Texas launches eco-credit trading to mitigate development impacts

 

Nathanial Gronewold, E&E reporter

HOUSTON — One of the largest highway construction projects in the country promises to deliver more urban sprawl to already-diffuse Houston when it is completed in 2019, threatening vast swaths of untouched natural areas.

State Highway 99, or the Grand Parkway, will become the third freeway loop to circle the greater metropolitan area here, alleviating congestion in some places but inevitably encouraging this fast-growing city to further expand its footprint.

But a new Army Corps of Engineers-administered ecological credit trading system being introduced in the state is viewed by developers as a potential game changer in the struggle to balance conservation and city growth.

Adjacent to the highway project, work crews began construction this week on the nation’s largest “stream mitigation bank” project, a market-based approach to mitigating losses of creeks, streams and smaller waterways affected by development.

⁂

**TASK GOAL**
Carry on the news article about the Houston stream mitigation bank from where it stops.

⁂

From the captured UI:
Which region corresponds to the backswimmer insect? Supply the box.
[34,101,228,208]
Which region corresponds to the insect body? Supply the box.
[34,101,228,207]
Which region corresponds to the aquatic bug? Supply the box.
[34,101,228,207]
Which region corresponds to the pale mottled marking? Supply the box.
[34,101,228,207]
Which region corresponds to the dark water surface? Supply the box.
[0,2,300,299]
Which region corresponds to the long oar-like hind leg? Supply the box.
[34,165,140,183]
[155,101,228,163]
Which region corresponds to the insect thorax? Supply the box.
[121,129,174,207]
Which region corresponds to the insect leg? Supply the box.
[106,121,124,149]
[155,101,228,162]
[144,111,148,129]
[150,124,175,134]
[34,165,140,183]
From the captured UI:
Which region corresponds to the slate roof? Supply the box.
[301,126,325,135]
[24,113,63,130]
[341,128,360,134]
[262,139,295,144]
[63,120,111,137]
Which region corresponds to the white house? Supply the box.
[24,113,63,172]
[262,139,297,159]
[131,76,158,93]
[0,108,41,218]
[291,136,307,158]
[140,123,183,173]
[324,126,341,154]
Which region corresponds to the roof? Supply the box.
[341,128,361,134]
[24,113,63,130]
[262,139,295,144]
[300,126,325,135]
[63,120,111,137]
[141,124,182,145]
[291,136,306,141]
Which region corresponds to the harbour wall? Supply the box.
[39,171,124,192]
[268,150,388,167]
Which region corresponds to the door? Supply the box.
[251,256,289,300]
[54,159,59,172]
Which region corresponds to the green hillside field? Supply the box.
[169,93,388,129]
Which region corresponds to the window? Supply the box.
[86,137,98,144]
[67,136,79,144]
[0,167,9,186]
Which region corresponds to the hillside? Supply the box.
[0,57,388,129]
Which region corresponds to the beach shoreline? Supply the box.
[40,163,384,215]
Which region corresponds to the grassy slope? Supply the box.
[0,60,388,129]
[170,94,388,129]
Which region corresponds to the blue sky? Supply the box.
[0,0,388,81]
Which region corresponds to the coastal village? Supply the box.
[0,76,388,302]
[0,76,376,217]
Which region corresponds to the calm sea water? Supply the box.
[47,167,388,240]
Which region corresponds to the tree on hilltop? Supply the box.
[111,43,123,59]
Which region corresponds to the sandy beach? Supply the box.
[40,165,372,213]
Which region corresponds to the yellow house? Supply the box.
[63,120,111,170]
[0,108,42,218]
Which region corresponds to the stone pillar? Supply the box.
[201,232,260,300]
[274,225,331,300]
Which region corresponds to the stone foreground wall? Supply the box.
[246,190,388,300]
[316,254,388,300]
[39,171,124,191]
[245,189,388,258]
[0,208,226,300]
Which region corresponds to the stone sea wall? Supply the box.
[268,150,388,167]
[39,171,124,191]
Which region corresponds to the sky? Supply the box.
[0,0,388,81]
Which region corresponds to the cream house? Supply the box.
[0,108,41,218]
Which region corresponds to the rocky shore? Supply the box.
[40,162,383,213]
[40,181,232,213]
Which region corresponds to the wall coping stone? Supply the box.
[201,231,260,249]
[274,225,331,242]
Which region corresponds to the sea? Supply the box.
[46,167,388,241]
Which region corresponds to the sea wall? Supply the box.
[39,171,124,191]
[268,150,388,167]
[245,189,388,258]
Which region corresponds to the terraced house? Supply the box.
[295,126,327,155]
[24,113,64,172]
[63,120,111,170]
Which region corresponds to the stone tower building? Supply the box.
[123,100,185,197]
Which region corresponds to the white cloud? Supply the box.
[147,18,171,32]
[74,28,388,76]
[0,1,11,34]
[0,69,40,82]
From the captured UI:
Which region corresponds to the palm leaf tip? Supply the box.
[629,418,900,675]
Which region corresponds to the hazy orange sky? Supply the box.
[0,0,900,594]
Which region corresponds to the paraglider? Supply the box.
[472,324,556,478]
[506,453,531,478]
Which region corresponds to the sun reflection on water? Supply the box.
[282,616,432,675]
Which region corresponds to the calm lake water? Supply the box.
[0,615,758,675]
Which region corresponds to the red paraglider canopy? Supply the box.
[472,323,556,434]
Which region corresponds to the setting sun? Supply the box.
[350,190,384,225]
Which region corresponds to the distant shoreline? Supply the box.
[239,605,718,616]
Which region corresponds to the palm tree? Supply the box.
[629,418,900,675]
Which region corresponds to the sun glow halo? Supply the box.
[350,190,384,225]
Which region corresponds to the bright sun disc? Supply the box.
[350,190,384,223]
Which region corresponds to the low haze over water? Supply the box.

⁂

**RESPONSE TO THE TASK**
The project, undertaken in conjunction with a local conservation group called the Katy Prairie Conservancy, seeks to restore more than 110,000 feet of streams lost to earlier development at a site managed by the conservancy on the Warren Ranch, the largest operating cattle ranch in Harris County. Officials involved in the project say it will serve as a template for this city’s future growth, ensuring that development in one part of the watershed will be met first with protections and ecological mitigation in another part of it.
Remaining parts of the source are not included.